[Data taken from a collection]
%%

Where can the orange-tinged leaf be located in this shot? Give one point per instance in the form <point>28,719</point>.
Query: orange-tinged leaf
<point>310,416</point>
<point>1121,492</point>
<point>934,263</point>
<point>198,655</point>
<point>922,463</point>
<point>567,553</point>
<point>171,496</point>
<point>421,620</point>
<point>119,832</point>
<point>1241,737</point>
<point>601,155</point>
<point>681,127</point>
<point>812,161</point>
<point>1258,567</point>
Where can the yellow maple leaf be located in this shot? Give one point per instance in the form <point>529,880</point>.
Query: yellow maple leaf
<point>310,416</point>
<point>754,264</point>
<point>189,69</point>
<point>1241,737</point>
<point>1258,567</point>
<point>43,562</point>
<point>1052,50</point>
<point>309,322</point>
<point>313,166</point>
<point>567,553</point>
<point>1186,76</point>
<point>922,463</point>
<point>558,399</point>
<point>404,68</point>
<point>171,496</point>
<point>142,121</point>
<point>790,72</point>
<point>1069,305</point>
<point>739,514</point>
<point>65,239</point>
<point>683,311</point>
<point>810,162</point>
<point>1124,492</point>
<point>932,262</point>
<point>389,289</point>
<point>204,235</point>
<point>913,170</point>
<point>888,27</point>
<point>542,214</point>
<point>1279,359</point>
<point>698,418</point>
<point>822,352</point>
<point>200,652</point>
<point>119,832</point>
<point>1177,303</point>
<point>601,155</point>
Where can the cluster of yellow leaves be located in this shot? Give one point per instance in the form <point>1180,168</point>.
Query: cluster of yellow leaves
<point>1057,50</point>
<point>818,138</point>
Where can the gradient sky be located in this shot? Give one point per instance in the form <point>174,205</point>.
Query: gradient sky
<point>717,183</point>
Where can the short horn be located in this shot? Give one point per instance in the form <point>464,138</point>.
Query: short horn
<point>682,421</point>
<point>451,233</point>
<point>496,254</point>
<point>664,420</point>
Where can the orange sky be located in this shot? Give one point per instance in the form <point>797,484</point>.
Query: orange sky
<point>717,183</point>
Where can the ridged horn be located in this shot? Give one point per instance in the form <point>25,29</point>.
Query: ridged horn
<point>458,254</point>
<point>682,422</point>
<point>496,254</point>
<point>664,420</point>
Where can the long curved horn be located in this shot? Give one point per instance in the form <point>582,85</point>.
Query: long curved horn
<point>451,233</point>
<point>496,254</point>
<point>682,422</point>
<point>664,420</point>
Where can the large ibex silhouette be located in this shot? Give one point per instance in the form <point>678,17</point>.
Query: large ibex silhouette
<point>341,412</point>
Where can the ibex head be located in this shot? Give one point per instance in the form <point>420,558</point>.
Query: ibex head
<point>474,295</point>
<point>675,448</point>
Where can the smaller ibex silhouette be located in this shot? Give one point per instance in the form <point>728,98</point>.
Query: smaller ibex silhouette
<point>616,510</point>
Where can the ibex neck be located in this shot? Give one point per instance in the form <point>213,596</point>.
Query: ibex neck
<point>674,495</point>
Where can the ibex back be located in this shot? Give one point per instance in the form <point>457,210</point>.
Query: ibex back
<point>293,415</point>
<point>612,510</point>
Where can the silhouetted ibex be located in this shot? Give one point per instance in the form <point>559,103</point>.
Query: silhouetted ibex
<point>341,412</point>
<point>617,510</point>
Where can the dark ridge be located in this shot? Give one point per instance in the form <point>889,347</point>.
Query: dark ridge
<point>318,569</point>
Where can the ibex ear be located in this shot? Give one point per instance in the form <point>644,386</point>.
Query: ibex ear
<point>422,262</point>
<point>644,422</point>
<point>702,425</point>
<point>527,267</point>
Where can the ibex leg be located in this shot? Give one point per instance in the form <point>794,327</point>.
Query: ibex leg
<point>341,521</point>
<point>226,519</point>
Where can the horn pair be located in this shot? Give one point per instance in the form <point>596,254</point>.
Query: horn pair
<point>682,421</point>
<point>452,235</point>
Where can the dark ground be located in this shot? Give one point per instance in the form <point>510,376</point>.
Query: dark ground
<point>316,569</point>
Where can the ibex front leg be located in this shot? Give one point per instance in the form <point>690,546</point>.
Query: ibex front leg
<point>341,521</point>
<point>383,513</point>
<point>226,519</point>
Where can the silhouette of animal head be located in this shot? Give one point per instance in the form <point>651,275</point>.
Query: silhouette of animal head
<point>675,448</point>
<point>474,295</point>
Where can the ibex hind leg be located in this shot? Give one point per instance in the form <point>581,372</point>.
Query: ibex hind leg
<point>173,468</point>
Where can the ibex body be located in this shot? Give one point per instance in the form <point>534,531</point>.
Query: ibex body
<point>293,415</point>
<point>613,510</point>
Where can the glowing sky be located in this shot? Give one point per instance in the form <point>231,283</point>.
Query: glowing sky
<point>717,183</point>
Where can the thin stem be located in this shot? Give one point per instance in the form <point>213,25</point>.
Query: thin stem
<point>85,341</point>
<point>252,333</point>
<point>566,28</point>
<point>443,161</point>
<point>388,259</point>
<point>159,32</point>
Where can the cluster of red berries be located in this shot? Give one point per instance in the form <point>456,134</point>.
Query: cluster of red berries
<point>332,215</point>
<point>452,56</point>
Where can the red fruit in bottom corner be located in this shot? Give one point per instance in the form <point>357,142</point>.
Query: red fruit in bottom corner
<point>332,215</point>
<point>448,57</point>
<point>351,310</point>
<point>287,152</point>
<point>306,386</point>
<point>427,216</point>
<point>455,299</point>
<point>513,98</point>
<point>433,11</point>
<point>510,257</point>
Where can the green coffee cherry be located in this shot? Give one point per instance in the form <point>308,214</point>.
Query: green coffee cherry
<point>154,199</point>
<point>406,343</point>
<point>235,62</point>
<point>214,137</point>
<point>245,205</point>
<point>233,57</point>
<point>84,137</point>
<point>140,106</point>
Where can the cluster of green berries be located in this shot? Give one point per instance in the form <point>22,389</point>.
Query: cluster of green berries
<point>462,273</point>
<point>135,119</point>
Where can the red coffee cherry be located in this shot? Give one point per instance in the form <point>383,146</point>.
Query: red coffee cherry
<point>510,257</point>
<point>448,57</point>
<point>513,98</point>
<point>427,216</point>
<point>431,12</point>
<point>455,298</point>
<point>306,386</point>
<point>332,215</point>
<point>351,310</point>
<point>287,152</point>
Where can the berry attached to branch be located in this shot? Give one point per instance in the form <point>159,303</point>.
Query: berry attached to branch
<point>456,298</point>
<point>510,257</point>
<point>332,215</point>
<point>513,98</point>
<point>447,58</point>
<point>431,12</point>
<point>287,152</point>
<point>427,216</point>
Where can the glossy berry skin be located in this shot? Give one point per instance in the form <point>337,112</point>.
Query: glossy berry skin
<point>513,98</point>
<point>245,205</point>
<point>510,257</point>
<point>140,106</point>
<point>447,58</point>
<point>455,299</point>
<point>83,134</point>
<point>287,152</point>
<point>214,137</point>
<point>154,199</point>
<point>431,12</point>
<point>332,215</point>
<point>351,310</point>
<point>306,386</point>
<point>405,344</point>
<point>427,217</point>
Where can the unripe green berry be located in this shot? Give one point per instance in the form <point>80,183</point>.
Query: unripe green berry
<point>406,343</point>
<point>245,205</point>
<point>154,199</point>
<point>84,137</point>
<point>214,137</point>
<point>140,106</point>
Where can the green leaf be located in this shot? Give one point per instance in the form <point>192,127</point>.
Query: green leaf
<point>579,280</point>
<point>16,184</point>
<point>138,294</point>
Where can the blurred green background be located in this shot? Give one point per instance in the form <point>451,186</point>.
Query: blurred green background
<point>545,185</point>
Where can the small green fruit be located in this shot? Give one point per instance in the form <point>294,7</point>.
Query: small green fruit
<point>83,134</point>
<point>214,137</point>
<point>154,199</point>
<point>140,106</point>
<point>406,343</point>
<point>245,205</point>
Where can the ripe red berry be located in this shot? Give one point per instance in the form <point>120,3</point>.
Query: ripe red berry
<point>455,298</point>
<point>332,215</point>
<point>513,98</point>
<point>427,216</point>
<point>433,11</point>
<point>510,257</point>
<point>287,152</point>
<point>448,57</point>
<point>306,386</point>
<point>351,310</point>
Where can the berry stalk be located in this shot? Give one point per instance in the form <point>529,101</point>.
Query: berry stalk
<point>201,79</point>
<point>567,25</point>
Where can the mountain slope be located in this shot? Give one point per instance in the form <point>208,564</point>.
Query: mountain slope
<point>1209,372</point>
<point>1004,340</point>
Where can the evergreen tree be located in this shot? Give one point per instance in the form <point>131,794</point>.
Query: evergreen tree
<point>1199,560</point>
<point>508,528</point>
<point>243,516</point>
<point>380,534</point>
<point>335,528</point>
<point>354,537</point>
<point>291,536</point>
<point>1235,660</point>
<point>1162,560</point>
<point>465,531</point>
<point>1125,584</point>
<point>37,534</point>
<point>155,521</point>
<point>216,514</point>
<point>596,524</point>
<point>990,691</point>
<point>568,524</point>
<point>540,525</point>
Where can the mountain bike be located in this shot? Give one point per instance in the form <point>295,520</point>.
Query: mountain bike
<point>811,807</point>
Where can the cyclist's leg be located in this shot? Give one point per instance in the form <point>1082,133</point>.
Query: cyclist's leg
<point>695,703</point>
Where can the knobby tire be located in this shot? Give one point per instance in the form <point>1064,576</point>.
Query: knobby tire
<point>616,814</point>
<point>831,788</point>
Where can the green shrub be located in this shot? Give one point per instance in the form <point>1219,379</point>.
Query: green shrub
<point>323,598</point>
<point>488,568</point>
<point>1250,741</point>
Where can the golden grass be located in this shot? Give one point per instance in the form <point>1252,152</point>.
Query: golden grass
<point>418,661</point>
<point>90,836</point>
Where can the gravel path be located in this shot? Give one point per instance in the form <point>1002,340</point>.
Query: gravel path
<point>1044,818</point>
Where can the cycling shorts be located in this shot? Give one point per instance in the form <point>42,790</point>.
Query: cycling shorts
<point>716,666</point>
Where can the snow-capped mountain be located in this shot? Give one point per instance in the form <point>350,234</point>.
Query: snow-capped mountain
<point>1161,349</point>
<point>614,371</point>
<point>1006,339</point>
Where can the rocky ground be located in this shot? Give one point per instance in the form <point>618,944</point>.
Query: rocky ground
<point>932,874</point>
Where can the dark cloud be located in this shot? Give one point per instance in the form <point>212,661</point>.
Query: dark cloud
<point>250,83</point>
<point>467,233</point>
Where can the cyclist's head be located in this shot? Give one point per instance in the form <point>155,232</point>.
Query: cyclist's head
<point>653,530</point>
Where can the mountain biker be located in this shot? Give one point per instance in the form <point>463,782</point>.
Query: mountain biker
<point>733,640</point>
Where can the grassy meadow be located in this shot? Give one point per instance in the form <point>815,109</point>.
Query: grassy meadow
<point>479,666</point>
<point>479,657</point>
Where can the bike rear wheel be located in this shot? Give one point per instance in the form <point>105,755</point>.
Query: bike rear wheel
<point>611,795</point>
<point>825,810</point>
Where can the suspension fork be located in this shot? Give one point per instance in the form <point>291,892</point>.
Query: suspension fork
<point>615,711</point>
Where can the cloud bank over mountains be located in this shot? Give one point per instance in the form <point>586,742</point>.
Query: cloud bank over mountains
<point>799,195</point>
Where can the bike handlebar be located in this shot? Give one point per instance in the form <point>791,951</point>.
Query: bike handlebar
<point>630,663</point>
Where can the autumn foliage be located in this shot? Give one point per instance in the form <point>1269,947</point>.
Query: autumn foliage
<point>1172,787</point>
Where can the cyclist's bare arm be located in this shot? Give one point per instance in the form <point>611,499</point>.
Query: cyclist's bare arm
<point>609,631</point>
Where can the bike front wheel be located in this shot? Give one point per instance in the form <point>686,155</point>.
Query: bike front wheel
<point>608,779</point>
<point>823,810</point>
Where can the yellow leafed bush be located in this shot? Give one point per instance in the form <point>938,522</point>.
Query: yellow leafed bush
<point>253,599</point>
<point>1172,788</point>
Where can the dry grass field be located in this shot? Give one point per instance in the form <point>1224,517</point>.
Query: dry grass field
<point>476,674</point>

%%

* Required work:
Reproduce the part of the listing that opens with the line containing "Where can the dark ridge" and closes with the line containing "<point>318,569</point>", including both of those lines.

* Written reply:
Where can the dark ridge be located in this shot? Give one point per instance in the form <point>889,347</point>.
Query: dark ridge
<point>318,569</point>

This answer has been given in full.